───── 本文抜粋
実朝暗殺後の混乱と、京都との腹の探り合い、政子の尼将軍としての覚醒が描かれた本話。
体感時間は短く、面白いけど、色々な疑問点や、尺の問題などもいよいよ顕在化してきている気がする本作。
それでは以下から、自分が感じたことをざっくばらんに書いていきます。
46話のあらすじ
実朝が暗殺され、鎌倉殿の不在が続く鎌倉。
そんななか実衣は、自分の息子の時元を鎌倉殿にするべく三浦義村に相談。
しかし、義村は裏で義時と通じていました。
そして義村に乗せられた実衣は、時元に挙兵を促しますが、時元は兵を挙げるも義時の兵に包囲されて、あえなく自害。
鎌倉では大江広元を中心に実衣の処遇に対する詮議が始まります。
どうにか実衣をかばおうとする泰時に対し、追及の手を緩めない広元。
そして次々に証拠を突きつけられ、とうとう実衣は陰謀への関与を認めます。
それを聞いた義時は断固処罰を主張。
処罰をしたくない政子・泰時と対立するも、広元も身内だからこそ厳しく処罰するから御家人が付いてくると言い、なかなか結論が決まりません。
──────────
───── 提供データ
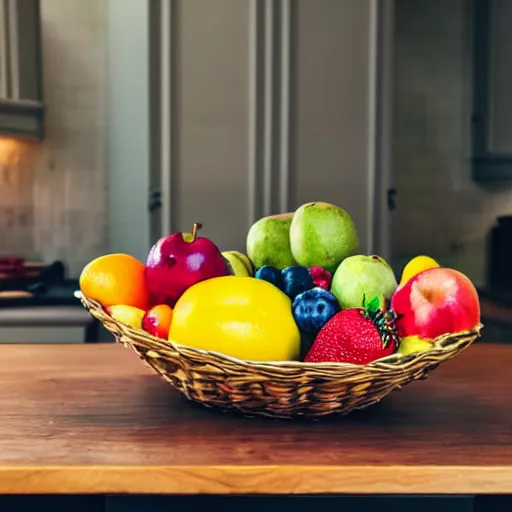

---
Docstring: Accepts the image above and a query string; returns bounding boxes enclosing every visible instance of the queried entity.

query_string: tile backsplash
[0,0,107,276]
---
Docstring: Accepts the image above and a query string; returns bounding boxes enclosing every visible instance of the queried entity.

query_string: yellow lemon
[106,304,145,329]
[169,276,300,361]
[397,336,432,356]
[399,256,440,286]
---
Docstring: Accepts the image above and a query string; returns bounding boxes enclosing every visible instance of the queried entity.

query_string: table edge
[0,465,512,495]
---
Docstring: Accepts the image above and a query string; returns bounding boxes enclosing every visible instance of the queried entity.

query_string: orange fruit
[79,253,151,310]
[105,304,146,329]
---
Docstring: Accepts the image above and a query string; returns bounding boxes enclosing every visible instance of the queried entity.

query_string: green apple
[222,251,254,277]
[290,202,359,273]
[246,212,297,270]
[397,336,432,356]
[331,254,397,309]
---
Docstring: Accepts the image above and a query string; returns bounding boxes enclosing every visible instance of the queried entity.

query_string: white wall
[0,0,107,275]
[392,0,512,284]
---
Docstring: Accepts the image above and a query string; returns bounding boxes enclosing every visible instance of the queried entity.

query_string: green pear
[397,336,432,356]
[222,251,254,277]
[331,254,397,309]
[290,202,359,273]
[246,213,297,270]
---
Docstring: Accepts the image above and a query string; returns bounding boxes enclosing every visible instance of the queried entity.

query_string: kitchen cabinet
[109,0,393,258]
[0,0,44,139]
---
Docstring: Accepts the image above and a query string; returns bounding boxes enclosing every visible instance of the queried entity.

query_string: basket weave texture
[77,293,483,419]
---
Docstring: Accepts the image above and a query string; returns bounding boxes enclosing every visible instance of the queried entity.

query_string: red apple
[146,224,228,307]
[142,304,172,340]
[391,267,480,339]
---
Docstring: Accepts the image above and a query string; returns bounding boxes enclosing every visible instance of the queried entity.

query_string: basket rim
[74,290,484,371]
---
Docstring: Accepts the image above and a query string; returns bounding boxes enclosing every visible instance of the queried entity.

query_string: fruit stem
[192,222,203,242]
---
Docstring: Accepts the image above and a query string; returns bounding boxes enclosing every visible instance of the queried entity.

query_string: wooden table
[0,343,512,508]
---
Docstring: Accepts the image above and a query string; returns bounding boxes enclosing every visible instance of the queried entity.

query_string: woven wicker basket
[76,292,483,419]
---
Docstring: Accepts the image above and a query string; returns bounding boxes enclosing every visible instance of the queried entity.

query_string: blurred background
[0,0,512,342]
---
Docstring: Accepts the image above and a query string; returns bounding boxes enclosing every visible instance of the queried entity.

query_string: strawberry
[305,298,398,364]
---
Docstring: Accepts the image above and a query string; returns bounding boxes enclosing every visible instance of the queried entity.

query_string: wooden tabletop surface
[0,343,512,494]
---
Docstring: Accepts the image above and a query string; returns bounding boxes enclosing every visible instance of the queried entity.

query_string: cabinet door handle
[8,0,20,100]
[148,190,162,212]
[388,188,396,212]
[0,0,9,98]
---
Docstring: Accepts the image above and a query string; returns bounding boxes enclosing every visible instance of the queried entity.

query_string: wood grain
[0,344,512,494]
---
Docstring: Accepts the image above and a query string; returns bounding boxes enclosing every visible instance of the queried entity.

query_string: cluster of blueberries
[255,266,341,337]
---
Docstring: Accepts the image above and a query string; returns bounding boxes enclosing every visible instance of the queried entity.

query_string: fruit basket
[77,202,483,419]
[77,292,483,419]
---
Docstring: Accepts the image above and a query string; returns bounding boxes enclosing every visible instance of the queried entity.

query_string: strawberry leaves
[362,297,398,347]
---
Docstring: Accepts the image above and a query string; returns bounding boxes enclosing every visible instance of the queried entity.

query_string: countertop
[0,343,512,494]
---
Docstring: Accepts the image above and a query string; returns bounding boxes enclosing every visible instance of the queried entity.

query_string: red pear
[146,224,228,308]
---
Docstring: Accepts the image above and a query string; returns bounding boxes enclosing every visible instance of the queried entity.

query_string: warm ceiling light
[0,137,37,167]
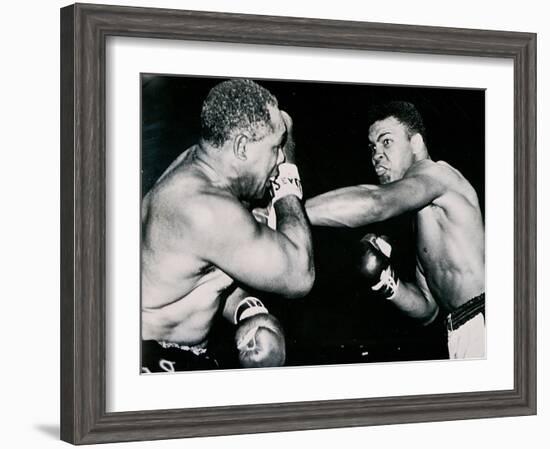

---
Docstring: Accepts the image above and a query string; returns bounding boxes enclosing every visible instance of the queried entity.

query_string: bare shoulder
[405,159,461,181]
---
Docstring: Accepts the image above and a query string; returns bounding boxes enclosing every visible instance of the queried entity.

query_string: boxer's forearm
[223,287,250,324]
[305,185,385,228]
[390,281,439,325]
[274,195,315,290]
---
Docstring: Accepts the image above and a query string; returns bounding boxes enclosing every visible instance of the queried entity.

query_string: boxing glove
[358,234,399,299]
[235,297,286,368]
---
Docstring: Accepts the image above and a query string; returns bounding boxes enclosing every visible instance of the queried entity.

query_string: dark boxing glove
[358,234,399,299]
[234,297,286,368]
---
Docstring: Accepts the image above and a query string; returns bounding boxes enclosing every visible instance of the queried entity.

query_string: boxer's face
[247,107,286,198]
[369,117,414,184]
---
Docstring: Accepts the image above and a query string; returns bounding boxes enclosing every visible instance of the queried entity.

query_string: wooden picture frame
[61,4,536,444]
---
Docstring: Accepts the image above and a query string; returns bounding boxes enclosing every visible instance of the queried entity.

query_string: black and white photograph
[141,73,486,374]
──────────
*実施する課題:*
(1) 記録の冒頭から「[0,465,512,495]」を含む行まで、両端の行を含めて一字一句そのまま書き写すこと。画像は含めない。
(2) 実朝暗殺後の鎌倉を描いた回についての本文を、最後の文の後から書き継ぐこと。
本文と記録は、それぞれ別の出典から取られている。

*想定解答:*
(1)
---
Docstring: Accepts the image above and a query string; returns bounding boxes enclosing every visible instance of the queried entity.

query_string: tile backsplash
[0,0,107,276]
---
Docstring: Accepts the image above and a query string; returns bounding boxes enclosing every visible instance of the queried entity.

query_string: yellow lemon
[106,304,145,329]
[169,276,300,361]
[397,336,432,356]
[399,256,440,286]
---
Docstring: Accepts the image above and a query string; returns bounding boxes enclosing every visible instance of the queried entity.

query_string: table edge
[0,465,512,495]

(2)
一方、京都から親王を迎える案について、朝廷は二人の親王どちらにするか検討中だと文で伝えてきました。
じらして義時を怒らせる作戦です。
もう断ってしまえという時房に対し、泰時はあまり上皇を刺激しないように言う通り待つべきといいますが、義時に「お前の声は耳にさわる」と言われ泰時は政所を追い出されます。
一方、外の世界を見たいと広元に相談する政子は、広元のアドバイスの元、施餓鬼という、貧しいものにお供え物を配る行事を行うことを決意。
追い出された泰時も伴い、民の前へ出ます。
民の厳しい暮らしや、尼御台である自分に対する憧れを聞き、気持ちを新たにする政子。
そんな政子とは対照的に、邸宅にて義時に後継ぎを自分が産んだ政村にするよう説くのえ。
「嫡男は泰時だ」と義時は相手にしませんが、のえも祖父の二階堂行政も全く諦めていません。
そして行政はのえに三浦義村に相談することを提案します。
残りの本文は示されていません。